> **Exercise goal**
Filter the listing below, keeping every line that holds "officer".

== Exercise material ==

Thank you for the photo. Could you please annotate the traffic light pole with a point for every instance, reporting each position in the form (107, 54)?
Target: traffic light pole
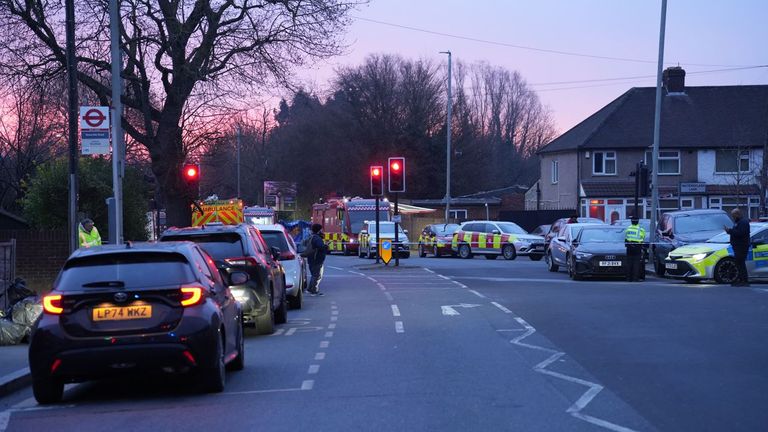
(378, 241)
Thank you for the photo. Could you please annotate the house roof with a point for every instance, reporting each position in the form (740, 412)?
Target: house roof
(708, 117)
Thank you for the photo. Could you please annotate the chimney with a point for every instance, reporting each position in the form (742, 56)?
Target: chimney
(674, 79)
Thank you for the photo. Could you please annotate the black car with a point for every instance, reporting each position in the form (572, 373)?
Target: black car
(134, 309)
(598, 251)
(263, 296)
(679, 228)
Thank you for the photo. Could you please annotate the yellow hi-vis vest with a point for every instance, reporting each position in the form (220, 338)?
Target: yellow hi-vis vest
(634, 234)
(88, 239)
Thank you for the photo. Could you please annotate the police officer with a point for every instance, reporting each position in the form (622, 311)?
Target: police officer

===

> **Reply**
Thank you for the photo. Could you please annotate the police officer with a point for every instance, reporting each position in the form (622, 311)?
Target: police officer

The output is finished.